## start Exercise data
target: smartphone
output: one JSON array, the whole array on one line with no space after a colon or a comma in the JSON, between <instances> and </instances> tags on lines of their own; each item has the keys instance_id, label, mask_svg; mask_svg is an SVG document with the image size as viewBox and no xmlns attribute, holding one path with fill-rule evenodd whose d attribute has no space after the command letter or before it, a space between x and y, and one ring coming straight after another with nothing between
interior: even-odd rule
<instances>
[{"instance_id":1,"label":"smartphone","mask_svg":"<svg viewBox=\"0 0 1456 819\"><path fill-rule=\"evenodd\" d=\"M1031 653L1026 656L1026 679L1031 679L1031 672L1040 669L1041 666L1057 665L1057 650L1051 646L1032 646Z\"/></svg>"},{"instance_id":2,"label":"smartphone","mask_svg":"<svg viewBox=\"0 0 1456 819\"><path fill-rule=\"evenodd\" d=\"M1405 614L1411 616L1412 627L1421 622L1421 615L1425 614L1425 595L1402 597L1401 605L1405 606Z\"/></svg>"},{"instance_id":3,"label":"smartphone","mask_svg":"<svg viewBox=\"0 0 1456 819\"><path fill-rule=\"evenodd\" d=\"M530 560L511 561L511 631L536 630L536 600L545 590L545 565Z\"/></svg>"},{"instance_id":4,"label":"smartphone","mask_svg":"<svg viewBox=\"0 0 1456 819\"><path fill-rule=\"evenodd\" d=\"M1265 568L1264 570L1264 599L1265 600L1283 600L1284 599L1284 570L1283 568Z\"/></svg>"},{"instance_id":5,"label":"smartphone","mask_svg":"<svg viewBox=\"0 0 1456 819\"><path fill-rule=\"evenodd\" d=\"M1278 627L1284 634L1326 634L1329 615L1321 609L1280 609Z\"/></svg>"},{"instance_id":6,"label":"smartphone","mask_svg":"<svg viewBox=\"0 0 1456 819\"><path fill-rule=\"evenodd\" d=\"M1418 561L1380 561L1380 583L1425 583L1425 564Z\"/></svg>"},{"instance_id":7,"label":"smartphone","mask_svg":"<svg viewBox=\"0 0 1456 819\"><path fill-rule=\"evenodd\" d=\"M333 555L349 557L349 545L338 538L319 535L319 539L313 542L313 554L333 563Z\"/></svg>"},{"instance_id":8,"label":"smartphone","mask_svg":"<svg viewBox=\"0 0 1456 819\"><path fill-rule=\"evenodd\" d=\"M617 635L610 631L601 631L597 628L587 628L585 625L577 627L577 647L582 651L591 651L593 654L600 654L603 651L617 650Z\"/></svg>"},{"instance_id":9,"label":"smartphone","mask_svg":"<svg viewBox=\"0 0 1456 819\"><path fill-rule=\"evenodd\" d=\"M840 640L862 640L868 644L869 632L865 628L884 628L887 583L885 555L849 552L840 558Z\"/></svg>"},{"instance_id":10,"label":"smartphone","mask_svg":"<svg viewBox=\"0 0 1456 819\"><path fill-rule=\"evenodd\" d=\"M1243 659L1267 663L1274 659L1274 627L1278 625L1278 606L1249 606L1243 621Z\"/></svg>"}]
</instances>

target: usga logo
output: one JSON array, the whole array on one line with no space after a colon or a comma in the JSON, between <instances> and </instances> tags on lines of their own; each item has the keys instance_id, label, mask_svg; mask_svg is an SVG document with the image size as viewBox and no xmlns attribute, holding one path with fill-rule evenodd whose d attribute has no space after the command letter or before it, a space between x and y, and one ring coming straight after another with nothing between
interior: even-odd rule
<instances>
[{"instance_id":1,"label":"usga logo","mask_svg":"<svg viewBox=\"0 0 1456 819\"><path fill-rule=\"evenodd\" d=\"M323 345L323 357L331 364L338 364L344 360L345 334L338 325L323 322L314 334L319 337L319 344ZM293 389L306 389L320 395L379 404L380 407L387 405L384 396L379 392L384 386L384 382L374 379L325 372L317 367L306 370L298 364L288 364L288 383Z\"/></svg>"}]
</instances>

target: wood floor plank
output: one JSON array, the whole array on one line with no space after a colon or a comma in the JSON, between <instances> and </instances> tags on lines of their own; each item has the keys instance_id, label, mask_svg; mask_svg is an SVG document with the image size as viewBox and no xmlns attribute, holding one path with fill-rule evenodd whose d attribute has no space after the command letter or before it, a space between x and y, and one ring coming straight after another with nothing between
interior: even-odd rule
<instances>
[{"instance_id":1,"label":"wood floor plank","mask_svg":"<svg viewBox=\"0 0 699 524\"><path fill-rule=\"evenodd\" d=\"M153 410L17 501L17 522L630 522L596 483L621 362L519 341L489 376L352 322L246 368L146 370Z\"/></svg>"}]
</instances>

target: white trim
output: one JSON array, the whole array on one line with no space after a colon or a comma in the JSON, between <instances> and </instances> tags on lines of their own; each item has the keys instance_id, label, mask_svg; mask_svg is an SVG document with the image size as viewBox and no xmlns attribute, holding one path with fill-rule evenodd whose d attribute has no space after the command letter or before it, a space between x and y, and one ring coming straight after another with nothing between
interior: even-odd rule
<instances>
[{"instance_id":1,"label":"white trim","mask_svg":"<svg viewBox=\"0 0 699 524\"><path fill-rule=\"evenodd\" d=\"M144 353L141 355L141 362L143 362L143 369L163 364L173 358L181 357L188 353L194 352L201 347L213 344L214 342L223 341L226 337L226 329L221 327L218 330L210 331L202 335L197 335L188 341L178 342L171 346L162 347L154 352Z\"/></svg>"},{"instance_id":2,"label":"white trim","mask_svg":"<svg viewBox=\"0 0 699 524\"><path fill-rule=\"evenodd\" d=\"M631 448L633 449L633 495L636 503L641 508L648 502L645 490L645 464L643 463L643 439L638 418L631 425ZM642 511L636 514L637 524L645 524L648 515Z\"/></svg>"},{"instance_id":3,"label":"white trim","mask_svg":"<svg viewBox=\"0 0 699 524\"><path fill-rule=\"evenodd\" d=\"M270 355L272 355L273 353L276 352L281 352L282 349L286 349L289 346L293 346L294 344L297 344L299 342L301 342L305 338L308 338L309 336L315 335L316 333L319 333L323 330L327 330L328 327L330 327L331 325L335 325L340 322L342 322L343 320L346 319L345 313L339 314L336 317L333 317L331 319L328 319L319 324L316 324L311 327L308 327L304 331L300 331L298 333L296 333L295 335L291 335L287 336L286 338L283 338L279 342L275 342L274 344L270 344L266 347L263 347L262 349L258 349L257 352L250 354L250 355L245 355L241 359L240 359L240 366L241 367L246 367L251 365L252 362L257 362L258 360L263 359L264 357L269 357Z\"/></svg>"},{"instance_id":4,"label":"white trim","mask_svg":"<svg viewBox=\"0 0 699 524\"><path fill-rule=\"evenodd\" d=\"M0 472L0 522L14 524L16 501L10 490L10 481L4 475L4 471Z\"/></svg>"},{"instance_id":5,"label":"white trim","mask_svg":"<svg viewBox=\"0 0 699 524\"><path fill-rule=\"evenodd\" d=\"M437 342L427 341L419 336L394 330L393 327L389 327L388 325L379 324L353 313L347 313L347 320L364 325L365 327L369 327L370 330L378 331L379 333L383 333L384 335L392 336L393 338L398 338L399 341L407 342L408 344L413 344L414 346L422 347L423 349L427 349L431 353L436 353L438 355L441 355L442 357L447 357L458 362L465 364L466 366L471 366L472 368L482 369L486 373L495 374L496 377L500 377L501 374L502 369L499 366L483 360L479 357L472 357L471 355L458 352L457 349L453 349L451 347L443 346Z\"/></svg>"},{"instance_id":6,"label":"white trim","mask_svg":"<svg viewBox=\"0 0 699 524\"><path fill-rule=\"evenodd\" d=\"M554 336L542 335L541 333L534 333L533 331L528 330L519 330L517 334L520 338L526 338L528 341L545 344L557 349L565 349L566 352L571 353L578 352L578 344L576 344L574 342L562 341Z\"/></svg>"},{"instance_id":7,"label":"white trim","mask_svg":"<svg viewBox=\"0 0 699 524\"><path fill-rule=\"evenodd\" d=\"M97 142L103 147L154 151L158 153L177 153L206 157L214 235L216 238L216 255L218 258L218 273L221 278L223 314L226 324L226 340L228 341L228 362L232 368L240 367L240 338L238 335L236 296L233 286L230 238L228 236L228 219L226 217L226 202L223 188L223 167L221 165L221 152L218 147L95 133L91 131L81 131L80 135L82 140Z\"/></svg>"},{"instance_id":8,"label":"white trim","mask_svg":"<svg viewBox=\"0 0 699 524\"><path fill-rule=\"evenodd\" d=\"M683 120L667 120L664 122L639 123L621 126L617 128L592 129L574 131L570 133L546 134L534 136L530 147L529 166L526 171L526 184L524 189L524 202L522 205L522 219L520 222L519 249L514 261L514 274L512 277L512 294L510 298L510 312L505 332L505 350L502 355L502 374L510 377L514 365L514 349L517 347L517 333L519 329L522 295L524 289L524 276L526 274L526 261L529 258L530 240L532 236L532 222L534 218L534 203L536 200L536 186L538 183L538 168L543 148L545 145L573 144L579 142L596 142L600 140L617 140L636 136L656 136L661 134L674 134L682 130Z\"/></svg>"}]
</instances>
## end Exercise data
_Do this_
Collect every line in the records above that contains the string "target", matching case exactly.

_Answer_
target: smartphone
target: usga logo
target: wood floor plank
target: white trim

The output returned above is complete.